[EXERCISE AIM] Copy out all of the lines below, requests included. Multiply every point coordinate in the answers by 2.3 and round to the nearest whole number, with halves rounding up; keep the numbers in the requests and their sample points as they are.
*** RECORDS FOR PROCESSING
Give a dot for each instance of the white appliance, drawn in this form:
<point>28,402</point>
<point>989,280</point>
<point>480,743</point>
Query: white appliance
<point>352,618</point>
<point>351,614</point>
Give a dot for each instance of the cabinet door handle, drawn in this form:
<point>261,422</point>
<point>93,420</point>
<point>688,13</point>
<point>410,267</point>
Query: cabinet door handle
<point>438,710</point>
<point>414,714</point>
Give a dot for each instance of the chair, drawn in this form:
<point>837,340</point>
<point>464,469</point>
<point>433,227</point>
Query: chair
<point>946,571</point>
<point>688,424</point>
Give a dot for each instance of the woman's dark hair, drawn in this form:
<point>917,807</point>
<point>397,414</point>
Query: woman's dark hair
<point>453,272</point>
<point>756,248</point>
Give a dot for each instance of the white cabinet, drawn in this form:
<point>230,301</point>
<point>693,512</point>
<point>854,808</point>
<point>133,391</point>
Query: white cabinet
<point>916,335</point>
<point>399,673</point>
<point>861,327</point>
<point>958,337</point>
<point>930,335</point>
******
[THE OUTPUT]
Give a dot for each instance of the white appliance, drawn in this form:
<point>28,402</point>
<point>989,280</point>
<point>480,743</point>
Query: white appliance
<point>810,1421</point>
<point>807,1412</point>
Give a dot for each instance of the cabinet door handle, drawn in this form:
<point>261,422</point>
<point>93,420</point>
<point>688,13</point>
<point>410,267</point>
Query: cabinet door handle
<point>1007,1633</point>
<point>952,1642</point>
Give a dot for each instance of the chair, drawn in this form:
<point>837,340</point>
<point>464,469</point>
<point>433,227</point>
Query: chair
<point>2176,1313</point>
<point>1582,975</point>
Give a dot for each instance of the woman's dark hair, drawn in this form:
<point>917,807</point>
<point>397,414</point>
Query: woman's dark hair
<point>1042,626</point>
<point>1739,570</point>
Give a dot for each instance of the white cabinet, drawn in this form:
<point>230,301</point>
<point>693,512</point>
<point>854,808</point>
<point>133,391</point>
Query: white cabinet
<point>2107,771</point>
<point>918,1548</point>
<point>1980,752</point>
<point>2203,775</point>
<point>2139,771</point>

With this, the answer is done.